Reproduce the records below with "leafless branch" substituted for "bare branch" and everything else left unchanged. Omit the pictures from your answer.

[start Data for this task]

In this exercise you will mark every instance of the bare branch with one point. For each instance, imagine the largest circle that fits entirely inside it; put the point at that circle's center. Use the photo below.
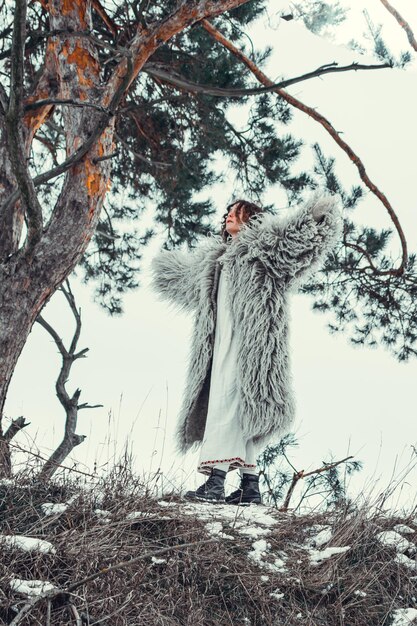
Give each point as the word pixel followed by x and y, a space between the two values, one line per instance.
pixel 70 404
pixel 179 81
pixel 15 427
pixel 262 78
pixel 402 22
pixel 301 474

[end Data for this task]

Answer to the problem —
In this exercise you will mark every instance of the leafless branch with one point. For each instance, imagine the largest circle that fits entirely inside it; put the point at that circle's center. Use the photo below.
Give each point as the word pixel followed by x and y, a space between the two values, one line per instance.
pixel 70 404
pixel 179 81
pixel 15 427
pixel 262 78
pixel 402 22
pixel 301 474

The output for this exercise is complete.